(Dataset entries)
::::::::::
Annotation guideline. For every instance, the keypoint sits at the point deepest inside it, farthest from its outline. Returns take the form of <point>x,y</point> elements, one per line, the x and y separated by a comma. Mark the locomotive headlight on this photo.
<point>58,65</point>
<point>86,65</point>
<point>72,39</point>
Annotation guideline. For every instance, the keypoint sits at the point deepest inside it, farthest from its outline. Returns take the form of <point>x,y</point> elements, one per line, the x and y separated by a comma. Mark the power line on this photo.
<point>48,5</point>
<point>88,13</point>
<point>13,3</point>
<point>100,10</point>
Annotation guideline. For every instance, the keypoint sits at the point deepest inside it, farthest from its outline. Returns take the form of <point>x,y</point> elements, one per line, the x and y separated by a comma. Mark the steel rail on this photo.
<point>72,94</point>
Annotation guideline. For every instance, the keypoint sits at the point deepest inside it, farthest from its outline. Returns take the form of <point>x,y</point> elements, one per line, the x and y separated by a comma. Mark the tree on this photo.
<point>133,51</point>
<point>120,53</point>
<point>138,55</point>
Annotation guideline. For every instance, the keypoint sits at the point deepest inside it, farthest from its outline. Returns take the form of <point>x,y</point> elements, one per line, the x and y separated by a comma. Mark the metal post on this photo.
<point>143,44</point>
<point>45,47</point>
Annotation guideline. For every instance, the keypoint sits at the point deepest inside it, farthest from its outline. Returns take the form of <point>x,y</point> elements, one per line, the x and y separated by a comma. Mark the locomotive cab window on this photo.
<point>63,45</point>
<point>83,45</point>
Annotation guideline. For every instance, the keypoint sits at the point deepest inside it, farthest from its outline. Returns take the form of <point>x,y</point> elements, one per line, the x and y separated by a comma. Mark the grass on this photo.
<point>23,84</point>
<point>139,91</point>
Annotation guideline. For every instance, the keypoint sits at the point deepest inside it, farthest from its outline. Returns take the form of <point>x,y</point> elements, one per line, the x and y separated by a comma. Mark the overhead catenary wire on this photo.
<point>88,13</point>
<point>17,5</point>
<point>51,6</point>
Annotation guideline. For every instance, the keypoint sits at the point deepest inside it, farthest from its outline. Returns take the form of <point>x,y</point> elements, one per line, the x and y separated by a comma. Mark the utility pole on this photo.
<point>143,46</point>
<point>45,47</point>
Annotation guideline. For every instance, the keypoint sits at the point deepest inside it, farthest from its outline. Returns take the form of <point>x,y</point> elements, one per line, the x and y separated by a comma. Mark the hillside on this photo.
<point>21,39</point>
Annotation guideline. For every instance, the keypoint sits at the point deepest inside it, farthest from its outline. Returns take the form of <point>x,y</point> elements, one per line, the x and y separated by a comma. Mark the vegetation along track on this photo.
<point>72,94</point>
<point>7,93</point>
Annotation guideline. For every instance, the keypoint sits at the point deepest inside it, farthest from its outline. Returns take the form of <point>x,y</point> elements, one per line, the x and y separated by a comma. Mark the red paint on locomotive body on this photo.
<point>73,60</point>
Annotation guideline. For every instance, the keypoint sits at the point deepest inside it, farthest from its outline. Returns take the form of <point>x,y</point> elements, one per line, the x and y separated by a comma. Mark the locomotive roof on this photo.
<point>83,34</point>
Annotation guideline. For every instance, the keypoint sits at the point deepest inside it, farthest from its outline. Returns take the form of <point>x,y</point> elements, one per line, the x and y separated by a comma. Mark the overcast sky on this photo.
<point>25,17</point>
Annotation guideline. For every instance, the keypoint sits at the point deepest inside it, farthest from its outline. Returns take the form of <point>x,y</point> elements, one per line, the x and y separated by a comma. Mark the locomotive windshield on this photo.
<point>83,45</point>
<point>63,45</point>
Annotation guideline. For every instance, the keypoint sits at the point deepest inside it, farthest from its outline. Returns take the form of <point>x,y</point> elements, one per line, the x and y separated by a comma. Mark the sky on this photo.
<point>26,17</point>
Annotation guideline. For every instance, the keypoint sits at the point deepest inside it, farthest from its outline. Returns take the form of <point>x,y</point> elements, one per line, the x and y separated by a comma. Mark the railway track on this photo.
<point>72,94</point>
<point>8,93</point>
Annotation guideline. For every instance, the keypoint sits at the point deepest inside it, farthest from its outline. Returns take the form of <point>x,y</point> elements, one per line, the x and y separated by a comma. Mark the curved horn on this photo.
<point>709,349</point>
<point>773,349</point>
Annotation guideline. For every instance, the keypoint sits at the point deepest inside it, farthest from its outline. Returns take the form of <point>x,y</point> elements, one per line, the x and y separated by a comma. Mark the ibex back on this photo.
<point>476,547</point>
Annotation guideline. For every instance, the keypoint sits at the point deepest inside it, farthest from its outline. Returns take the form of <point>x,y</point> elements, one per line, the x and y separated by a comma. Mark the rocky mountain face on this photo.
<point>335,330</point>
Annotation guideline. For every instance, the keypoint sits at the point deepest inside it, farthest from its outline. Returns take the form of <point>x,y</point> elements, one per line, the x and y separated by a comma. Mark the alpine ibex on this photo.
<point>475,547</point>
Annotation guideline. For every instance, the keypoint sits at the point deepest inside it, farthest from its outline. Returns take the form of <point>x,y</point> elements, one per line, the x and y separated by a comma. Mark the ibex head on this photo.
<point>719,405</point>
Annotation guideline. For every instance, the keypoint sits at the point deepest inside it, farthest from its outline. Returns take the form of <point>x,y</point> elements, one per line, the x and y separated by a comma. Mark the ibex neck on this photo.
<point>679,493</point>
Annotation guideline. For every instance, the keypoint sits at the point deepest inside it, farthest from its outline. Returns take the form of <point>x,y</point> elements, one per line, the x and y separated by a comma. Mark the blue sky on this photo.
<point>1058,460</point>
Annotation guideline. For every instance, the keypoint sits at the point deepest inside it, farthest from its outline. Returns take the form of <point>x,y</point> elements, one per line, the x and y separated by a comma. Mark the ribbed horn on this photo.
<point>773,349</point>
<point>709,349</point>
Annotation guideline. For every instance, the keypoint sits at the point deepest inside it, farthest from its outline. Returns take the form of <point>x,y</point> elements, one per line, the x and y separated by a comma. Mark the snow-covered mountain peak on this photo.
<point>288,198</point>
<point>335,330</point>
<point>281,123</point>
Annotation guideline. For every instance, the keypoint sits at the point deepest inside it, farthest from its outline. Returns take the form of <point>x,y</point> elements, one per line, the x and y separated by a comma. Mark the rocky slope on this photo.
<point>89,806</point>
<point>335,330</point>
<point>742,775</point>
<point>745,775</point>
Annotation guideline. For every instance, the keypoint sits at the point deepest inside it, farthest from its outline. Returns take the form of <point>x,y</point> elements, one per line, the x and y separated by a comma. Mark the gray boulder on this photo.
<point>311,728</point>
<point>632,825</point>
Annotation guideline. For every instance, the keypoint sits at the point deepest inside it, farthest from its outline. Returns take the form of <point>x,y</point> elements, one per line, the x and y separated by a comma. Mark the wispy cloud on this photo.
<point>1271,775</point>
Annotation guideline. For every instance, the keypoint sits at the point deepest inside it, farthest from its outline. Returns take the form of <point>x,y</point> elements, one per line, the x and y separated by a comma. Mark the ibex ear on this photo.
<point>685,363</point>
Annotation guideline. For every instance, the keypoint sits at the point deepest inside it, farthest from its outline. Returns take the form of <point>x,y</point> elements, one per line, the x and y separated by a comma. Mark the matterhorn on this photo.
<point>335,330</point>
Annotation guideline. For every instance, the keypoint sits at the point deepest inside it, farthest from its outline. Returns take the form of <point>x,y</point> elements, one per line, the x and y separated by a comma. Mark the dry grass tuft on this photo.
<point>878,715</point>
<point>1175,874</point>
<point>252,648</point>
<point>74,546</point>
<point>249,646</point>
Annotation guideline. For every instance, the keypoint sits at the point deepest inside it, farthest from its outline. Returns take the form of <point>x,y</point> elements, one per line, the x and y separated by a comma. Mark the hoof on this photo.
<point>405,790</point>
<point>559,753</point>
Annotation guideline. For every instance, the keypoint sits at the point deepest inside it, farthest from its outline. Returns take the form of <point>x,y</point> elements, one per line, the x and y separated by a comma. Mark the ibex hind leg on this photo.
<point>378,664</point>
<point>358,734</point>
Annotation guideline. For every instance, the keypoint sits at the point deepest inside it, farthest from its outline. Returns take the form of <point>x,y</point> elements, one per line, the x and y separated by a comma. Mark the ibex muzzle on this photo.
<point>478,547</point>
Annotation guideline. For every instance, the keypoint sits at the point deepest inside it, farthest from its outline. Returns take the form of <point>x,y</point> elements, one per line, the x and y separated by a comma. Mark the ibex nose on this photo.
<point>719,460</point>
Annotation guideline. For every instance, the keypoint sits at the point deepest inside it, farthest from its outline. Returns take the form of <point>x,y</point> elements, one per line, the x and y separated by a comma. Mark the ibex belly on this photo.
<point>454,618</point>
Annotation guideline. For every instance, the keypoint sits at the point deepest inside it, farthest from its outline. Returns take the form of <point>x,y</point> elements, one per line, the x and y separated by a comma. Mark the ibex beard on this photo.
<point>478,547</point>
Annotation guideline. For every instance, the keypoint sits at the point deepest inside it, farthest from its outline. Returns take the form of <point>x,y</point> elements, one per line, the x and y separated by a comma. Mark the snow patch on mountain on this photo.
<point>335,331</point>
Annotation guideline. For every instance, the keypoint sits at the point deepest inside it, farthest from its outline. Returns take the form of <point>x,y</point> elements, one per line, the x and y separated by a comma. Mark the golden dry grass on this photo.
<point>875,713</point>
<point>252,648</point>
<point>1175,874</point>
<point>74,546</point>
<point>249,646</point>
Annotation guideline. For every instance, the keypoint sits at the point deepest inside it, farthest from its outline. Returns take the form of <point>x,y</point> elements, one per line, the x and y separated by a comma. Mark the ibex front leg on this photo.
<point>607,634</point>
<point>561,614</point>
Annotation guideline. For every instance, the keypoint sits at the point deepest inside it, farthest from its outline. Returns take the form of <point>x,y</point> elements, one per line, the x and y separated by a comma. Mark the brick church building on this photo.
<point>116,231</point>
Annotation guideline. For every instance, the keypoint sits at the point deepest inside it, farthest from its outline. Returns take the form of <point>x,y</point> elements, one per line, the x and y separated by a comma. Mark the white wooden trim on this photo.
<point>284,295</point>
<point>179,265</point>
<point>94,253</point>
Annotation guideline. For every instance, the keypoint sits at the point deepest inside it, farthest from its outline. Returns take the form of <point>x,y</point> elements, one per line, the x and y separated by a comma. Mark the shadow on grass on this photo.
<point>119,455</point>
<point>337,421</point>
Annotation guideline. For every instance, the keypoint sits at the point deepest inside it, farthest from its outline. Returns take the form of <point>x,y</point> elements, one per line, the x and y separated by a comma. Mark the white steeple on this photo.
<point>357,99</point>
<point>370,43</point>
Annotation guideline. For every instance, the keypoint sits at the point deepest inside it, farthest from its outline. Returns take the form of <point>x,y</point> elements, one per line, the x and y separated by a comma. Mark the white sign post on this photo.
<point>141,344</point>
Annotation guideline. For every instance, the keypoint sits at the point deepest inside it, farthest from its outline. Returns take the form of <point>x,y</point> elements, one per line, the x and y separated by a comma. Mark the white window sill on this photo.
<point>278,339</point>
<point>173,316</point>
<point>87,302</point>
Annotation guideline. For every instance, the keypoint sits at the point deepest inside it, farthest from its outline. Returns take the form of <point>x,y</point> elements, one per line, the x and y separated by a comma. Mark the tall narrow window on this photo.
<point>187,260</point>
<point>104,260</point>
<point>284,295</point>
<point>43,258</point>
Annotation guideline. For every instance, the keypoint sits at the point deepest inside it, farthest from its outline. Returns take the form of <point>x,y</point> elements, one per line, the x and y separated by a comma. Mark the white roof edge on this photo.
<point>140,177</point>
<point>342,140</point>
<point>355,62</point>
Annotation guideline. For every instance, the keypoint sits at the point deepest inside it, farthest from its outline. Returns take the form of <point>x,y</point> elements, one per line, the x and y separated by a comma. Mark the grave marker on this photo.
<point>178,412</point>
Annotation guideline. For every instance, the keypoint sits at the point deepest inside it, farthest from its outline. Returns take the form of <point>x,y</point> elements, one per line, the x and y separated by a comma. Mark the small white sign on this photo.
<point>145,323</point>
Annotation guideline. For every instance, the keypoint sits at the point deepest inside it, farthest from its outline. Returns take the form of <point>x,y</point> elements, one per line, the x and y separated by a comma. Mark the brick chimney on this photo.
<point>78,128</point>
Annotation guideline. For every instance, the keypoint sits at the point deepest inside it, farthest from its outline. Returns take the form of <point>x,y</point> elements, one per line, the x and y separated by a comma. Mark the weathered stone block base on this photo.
::::::::::
**Task to complete:**
Could you restate, word for word, every line from the one containing "narrow window on this photo." through the last line of the records above, and nothing more?

**Written answer:**
Annotation guideline. For every instance, the keypoint sits at the point deepest inside it, farthest from its outline. Returns take the form of <point>x,y</point> elements, one per line, the x and y separated by a comma. Mark the tall narrow window on this photo.
<point>187,260</point>
<point>104,260</point>
<point>284,295</point>
<point>43,258</point>
Annotation guideline. For every instance, the keypoint sits at the point deepest inside it, farthest from its outline. Returns take the form of <point>x,y</point> elements, one per line, the x and y separated by a comma. Mark the white roof edge on this photo.
<point>140,177</point>
<point>342,140</point>
<point>355,62</point>
Annotation guideline. For every instance, the keypoint sits at the point deepest inside it, farthest from its outline. Returns take the form of <point>x,y</point> elements, one per line, the x and y separated by a comma. Mark the grave marker on this photo.
<point>178,412</point>
Annotation guideline. For every instance, the keypoint sits at the point deepest inside it, farthest from its outline. Returns take the form of <point>x,y</point> elements, one per line, the x and y separated by a comma. Mark the small white sign on this photo.
<point>145,323</point>
Annotation guideline. For every instance, the keypoint sits at the point deepest inside it, farthest from its outline. Returns take the form of <point>x,y</point> elements, one per line, the x and y separated by a comma. Mark the brick chimney on this photo.
<point>78,128</point>
Annotation guideline. For every instance, the keypoint sits at the point deepest inside it, farthest from its outline. Returns take the form of <point>x,y</point> elements, one per line, the x and y separated by a comma. Mark the weathered stone block base on this photo.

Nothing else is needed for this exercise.